**DOCUMENT EXCERPT**
%%

Swiss Cracking Association, the legendary Zurich-based C64 group, whose archive we have covered in numerous updates, always loved to come up with something new – be it a spectacular game hack, the first Amiga virus, or a disk designing competition. In their “SCA Competition!” demo from March 1987, they made the following announcement:
SEND US YOUR MOST BEAUTIFUL 5.25” OR 3.5” DISKS. PAINT IT, SPRAY IT, DYE IT OR PUT SOME ORIGINAL STICKERS ON IT. THEN WRAP IT IN A PAPER WHICH CONTAINS YOUR ADDRESS. THE WHOLE BUNCH HAS TO BE PUT INTO AN ENVELOPE AND SENT TO THE FOLLOWING ADDRESS : PO-BOX 470 / 8037 ZUERICH / SWITZERLAND. AFTER HAVING DONE THIS, YOU LEAN BACK IN YOUR CHAIR AND WAIT FOR YOUR PRIZE… 1ST TO 3RD PRIZE: A DINNER WITH THE SCA-CREW (ALL TOGETHER, IN ZURICH) 4TH TO 10TH PRIZE: AN SCA T-SHIRT (100% COTTON, SIZE: S,M,L OR XL) 10TH TO 25TH: AN SCA-STICKER OR AN SCA SWAP-DISK.
Numerous swapping partners followed that call and sent in colourfully designed floppy disks. The SCA brothers don’t remember anymore how many disks the competition ended up with, who was the winner, or whether they really did go out for dinner with them. However, at least they preserved four entries: One by future SCA member Spot 3001 [download]; two by a Danish guy called TRP [download1|download2], and another one by an unknown competitor [download]. We are happy to present the scans of these colourful disks to you – as well as the scan of an original “SCA swap-disk” [download] which was announced as one of the minor prizes.

%%

**EXTRACTED ENTRIES**
%%

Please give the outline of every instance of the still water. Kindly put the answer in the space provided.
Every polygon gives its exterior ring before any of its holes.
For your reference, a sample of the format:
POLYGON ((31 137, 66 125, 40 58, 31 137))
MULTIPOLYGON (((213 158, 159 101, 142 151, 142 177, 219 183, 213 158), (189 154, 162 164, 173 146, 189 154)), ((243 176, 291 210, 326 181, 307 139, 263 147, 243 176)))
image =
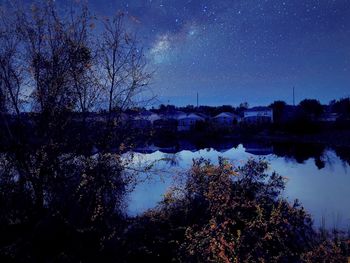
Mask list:
POLYGON ((331 149, 315 145, 237 144, 232 148, 206 148, 171 151, 150 147, 135 153, 134 162, 153 164, 155 170, 136 186, 128 199, 130 215, 151 209, 178 177, 185 177, 192 160, 224 157, 236 165, 249 158, 264 158, 270 172, 288 178, 283 196, 298 199, 313 216, 314 225, 325 222, 327 228, 346 230, 350 226, 350 166, 348 149, 331 149), (165 152, 164 152, 165 151, 165 152), (157 172, 158 171, 158 172, 157 172))

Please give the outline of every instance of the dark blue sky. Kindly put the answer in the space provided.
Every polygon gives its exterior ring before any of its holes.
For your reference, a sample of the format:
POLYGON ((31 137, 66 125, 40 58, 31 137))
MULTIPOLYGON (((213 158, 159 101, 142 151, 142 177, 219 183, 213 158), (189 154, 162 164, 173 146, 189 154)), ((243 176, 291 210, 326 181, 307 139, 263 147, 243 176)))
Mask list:
MULTIPOLYGON (((59 1, 57 1, 59 2, 59 1)), ((144 43, 161 103, 250 105, 350 95, 349 0, 88 0, 144 43)))

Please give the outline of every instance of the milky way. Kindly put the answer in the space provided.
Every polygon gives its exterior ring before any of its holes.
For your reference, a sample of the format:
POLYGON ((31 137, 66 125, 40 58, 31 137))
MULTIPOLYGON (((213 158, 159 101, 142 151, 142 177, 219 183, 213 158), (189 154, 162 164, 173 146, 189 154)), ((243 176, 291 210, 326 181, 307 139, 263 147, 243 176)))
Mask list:
POLYGON ((159 103, 323 103, 350 95, 349 0, 89 0, 126 12, 159 103))

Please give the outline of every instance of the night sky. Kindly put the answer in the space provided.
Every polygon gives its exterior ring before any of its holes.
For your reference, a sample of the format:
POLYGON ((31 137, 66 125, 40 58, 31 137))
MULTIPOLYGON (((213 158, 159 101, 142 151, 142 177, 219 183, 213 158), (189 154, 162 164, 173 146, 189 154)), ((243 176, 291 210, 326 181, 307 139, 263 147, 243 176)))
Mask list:
MULTIPOLYGON (((57 1, 59 2, 59 1, 57 1)), ((159 103, 266 105, 350 95, 350 0, 88 0, 123 10, 159 103)))

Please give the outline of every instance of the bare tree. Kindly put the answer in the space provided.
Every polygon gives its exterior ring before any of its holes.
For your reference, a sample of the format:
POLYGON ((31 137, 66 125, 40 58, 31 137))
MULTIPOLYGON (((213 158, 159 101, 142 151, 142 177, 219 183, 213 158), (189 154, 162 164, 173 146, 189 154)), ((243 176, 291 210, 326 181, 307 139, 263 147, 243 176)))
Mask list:
POLYGON ((2 112, 20 114, 23 67, 19 59, 20 38, 13 19, 0 10, 0 96, 2 112))
POLYGON ((124 14, 103 21, 100 42, 102 86, 107 92, 108 111, 132 106, 151 78, 146 70, 143 50, 136 38, 125 30, 124 14))

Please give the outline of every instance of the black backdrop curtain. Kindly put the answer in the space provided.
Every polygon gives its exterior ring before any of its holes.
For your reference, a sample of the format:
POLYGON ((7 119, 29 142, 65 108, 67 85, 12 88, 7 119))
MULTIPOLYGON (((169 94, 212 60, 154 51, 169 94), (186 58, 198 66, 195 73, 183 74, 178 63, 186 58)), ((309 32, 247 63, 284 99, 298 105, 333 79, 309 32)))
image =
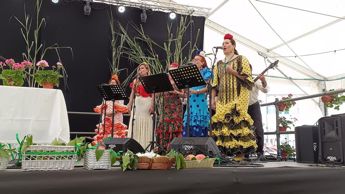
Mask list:
MULTIPOLYGON (((25 1, 27 14, 32 17, 31 37, 33 40, 33 32, 36 28, 37 12, 34 10, 36 2, 36 0, 25 1)), ((68 75, 68 88, 65 88, 63 79, 60 79, 59 88, 64 93, 68 111, 92 112, 93 108, 102 101, 96 86, 107 83, 111 76, 109 62, 111 60, 112 52, 109 21, 110 9, 114 19, 120 22, 123 26, 128 26, 127 33, 131 36, 136 33, 134 28, 129 24, 130 21, 139 27, 142 24, 145 34, 162 46, 168 39, 167 21, 169 14, 161 11, 148 12, 148 14, 152 14, 148 16, 146 23, 144 23, 140 19, 142 12, 137 8, 127 8, 126 11, 128 12, 120 16, 117 12, 116 6, 94 3, 90 16, 87 16, 83 14, 84 4, 81 0, 75 0, 67 4, 64 4, 61 1, 57 3, 48 0, 43 1, 39 17, 45 19, 46 25, 45 27, 43 25, 44 28, 41 28, 39 42, 46 47, 57 43, 60 47, 72 48, 73 56, 68 49, 60 50, 62 63, 68 75)), ((24 21, 24 8, 23 0, 0 1, 0 55, 6 59, 13 58, 17 62, 22 61, 22 53, 25 52, 26 45, 20 33, 21 25, 13 17, 9 23, 9 21, 12 15, 21 21, 24 21)), ((173 20, 171 31, 174 37, 180 18, 181 16, 178 14, 176 19, 173 20)), ((198 48, 202 48, 205 18, 193 16, 192 19, 192 42, 195 41, 199 29, 196 45, 198 48)), ((116 25, 114 27, 115 30, 118 29, 116 25)), ((190 39, 190 28, 188 27, 184 35, 184 42, 186 43, 190 39)), ((142 49, 147 48, 145 44, 142 46, 142 49)), ((185 56, 188 55, 189 48, 184 50, 185 56)), ((161 49, 156 51, 160 60, 166 59, 166 54, 164 50, 161 49)), ((124 57, 120 60, 119 69, 127 68, 128 70, 121 72, 119 75, 120 81, 124 80, 138 65, 130 64, 125 56, 124 57)), ((58 61, 56 52, 53 49, 48 50, 43 59, 50 66, 58 61)), ((129 95, 129 87, 126 87, 129 95)), ((34 99, 29 100, 33 101, 34 99)), ((125 104, 127 103, 125 101, 125 104)), ((128 117, 124 117, 125 124, 128 124, 129 118, 128 117)), ((69 119, 71 132, 92 132, 96 128, 99 117, 69 114, 69 119)))

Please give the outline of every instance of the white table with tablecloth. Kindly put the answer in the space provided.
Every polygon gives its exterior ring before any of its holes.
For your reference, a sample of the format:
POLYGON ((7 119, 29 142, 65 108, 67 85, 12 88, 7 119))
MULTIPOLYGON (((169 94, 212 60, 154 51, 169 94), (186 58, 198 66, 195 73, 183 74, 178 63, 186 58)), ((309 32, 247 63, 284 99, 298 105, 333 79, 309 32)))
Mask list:
MULTIPOLYGON (((66 103, 60 90, 0 86, 0 141, 17 143, 32 135, 33 143, 49 145, 56 138, 69 141, 66 103)), ((17 147, 17 146, 15 146, 17 147)))

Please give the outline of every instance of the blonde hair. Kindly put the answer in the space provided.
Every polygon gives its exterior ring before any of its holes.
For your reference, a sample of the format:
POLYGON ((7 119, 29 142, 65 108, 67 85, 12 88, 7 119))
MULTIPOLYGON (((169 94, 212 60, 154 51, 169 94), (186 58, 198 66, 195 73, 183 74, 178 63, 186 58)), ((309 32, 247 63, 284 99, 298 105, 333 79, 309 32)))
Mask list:
MULTIPOLYGON (((145 62, 144 62, 139 65, 139 66, 138 67, 138 69, 137 69, 137 72, 138 73, 140 71, 140 67, 142 65, 145 65, 145 68, 146 68, 146 70, 147 70, 147 72, 146 72, 146 75, 150 75, 150 66, 149 66, 149 65, 147 65, 147 64, 145 62)), ((141 75, 139 74, 139 75, 138 75, 138 76, 137 77, 137 80, 136 80, 135 82, 135 84, 137 87, 138 87, 138 86, 139 86, 139 84, 140 83, 140 80, 139 80, 139 77, 141 76, 141 75)), ((136 91, 134 91, 135 93, 136 91)))

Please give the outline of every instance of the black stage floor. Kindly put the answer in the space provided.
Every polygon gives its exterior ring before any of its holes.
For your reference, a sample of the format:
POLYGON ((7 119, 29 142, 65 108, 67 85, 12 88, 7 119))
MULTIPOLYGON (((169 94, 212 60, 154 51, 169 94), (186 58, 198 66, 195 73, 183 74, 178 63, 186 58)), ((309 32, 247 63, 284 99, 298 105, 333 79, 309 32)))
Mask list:
POLYGON ((293 162, 254 168, 178 171, 0 172, 1 193, 344 194, 345 167, 309 167, 293 162))

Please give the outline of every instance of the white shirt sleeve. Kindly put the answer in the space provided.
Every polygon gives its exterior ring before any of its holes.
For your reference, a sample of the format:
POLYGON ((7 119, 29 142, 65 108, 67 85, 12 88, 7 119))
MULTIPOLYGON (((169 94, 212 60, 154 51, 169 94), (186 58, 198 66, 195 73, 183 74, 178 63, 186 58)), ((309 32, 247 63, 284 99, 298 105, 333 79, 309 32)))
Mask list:
POLYGON ((266 87, 264 88, 262 86, 262 83, 260 81, 257 82, 255 83, 255 84, 257 83, 257 86, 258 87, 258 89, 259 90, 260 90, 263 93, 267 93, 269 91, 269 87, 268 86, 268 85, 267 84, 266 85, 266 87))

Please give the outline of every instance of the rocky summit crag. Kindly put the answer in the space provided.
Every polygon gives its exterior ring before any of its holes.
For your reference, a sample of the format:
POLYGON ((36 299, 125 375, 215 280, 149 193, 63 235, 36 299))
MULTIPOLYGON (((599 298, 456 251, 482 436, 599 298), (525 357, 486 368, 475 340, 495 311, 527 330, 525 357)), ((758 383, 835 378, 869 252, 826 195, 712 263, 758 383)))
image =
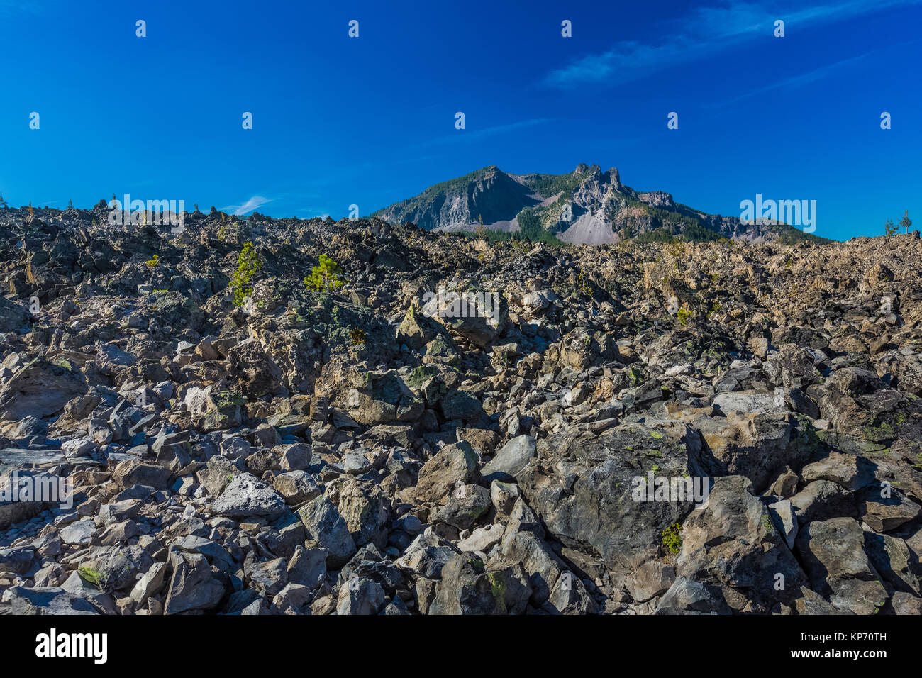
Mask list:
POLYGON ((922 613, 917 232, 106 214, 0 209, 0 613, 922 613))
POLYGON ((749 243, 829 242, 772 220, 706 214, 662 191, 621 184, 614 167, 580 164, 566 174, 512 174, 496 165, 430 186, 372 216, 424 231, 525 234, 570 244, 613 244, 631 238, 749 243))

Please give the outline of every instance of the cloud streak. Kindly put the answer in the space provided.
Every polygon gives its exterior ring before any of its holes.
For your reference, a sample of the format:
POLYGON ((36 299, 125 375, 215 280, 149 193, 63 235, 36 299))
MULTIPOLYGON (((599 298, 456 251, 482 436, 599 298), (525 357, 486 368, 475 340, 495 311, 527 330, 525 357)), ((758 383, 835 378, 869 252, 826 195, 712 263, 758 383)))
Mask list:
POLYGON ((820 25, 855 18, 911 5, 922 0, 852 0, 840 5, 816 5, 790 11, 759 3, 732 3, 723 7, 701 7, 679 20, 664 23, 658 43, 622 41, 597 54, 580 57, 544 78, 548 87, 568 89, 583 85, 620 85, 637 80, 678 63, 695 61, 730 49, 759 34, 771 35, 775 19, 786 28, 820 25))
POLYGON ((240 217, 247 212, 252 212, 256 208, 265 205, 267 202, 272 202, 272 200, 267 197, 263 197, 262 196, 254 196, 242 205, 228 205, 227 207, 221 208, 221 211, 232 211, 234 215, 240 217))

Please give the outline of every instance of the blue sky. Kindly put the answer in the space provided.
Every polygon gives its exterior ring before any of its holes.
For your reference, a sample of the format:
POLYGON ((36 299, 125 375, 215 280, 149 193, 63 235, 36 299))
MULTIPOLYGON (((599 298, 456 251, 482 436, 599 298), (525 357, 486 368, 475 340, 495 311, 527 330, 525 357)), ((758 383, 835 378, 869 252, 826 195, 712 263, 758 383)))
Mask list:
POLYGON ((922 227, 920 0, 318 5, 0 0, 0 192, 339 219, 586 162, 712 213, 815 199, 825 237, 922 227))

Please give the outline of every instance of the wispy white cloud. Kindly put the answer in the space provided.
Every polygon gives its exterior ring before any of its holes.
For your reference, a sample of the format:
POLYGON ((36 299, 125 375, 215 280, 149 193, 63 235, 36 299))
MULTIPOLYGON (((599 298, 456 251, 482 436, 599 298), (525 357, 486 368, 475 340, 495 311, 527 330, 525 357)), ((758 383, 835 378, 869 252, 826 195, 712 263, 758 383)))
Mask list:
POLYGON ((659 42, 622 41, 597 54, 580 57, 549 73, 544 84, 569 89, 586 84, 620 85, 647 77, 673 64, 690 62, 730 49, 759 33, 771 35, 774 21, 783 19, 786 30, 854 18, 910 5, 922 0, 852 0, 838 5, 812 6, 754 2, 729 3, 725 6, 699 7, 680 19, 663 23, 659 42))
POLYGON ((262 196, 254 196, 242 205, 228 205, 227 207, 221 208, 221 211, 232 211, 236 216, 240 217, 247 212, 252 212, 256 208, 265 205, 267 202, 272 202, 272 200, 267 197, 263 197, 262 196))
POLYGON ((756 88, 751 91, 744 94, 740 94, 739 97, 734 97, 733 99, 727 100, 725 101, 720 101, 719 103, 710 104, 712 107, 720 107, 727 105, 728 103, 736 103, 744 99, 749 99, 750 97, 759 96, 761 94, 766 94, 774 89, 786 89, 791 87, 799 87, 800 85, 807 85, 811 82, 816 82, 817 80, 822 80, 830 73, 839 70, 843 66, 851 65, 853 64, 857 64, 867 57, 869 54, 874 54, 877 50, 872 50, 871 52, 866 52, 863 54, 858 54, 857 56, 853 56, 849 59, 843 59, 842 61, 836 61, 833 64, 826 64, 819 68, 814 68, 810 71, 806 71, 798 76, 793 76, 791 77, 786 77, 777 82, 773 82, 770 85, 765 85, 763 87, 756 88))

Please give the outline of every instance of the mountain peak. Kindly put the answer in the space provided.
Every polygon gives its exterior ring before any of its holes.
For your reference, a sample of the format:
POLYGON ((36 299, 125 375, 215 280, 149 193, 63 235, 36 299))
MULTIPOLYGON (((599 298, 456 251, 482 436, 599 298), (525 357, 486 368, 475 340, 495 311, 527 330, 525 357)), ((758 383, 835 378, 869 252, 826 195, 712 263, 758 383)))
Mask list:
POLYGON ((599 165, 585 162, 565 174, 510 174, 495 164, 487 165, 433 184, 372 216, 392 223, 415 223, 424 231, 486 228, 571 244, 677 236, 699 241, 815 239, 784 224, 753 224, 692 209, 664 191, 638 193, 621 184, 616 167, 602 172, 599 165))

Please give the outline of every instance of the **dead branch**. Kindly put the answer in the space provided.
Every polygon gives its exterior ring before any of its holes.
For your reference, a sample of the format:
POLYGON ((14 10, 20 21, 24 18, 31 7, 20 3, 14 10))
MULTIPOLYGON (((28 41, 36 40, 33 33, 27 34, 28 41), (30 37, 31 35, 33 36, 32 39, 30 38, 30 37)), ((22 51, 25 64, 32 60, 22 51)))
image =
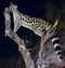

%%

**DIRECTIONS FOR THIS TASK**
Pick up the text on the Swiss Cracking Association's disk-designing competition and continue it from where it stops. The records have no connection to the text about the SCA disk competition.

**EXPECTED OUTPUT**
More C64 Disk Covers from Goat
We haven’t featured C64 disk covers for a while, so here are some from the collection of Goat/Laxity, which was scanned already four years ago. This big batch features 50 disk covers from the early- to mid-1990s (with one early exception from 1986), including some really extraordinary ones. I won’t make a list here, but you can go to /diskcovers/ in our archive, sort the files by date, and scroll down for the most recent additions to download the scans and see the metadata. Or simply view them in the gallery:
Arny’s Internal Letters, Pt. 1: TSK-Crew
A while ago we brought you letters from the collection of Arny, an Austrian C64 coder and graphics artist active in the late 1980s and early 1990s. These were letters he exchanged with his swapping partners – this time, however, we present his internal group correspondence. The first batch is from the time when he was in The Softkiller Crew (TSK), an Austrian cracking and demo group active in 1987-88, into which he got recruited in the summer of 1988 and in which he stayed for only a few months. These (sorry, German-only) documents shed light on what a new member of a relatively well-organised group faced in the 1980s: rules, contacts, expectations, new friends. An unexpected bonus of this batch: The flipsides of SSD’s letters contain printouts of logs from some 1986 BBS! You can download the high-res scans complete with metadata from our archive at /arny/internal_tsk/ or browse them below.
Hedning’s Atari Letters
Hedning, a prominent figure in nowadays’ C64 scene, started his scene carreer in the early 1990s on the Atari ST platform under the name of Mr. Marvel. Thanks to his old swapping partner Corny, Hedning was able to unearth some of his own old swapletters to him. They are from around 1992 and in Swedish – yet Hedning provided his own translations of the letters into English. You can find them in the /swapletters/corny/ dir of our archive – just click on the files and the translations will appear in the respective metadata sheet.
Also, there is a small addition to the Swiss Cracking Association archive: Letters from Marco, Pascal de S., Softwar, Thomas, and someone from The Dominators. There’s still more to come from SCA.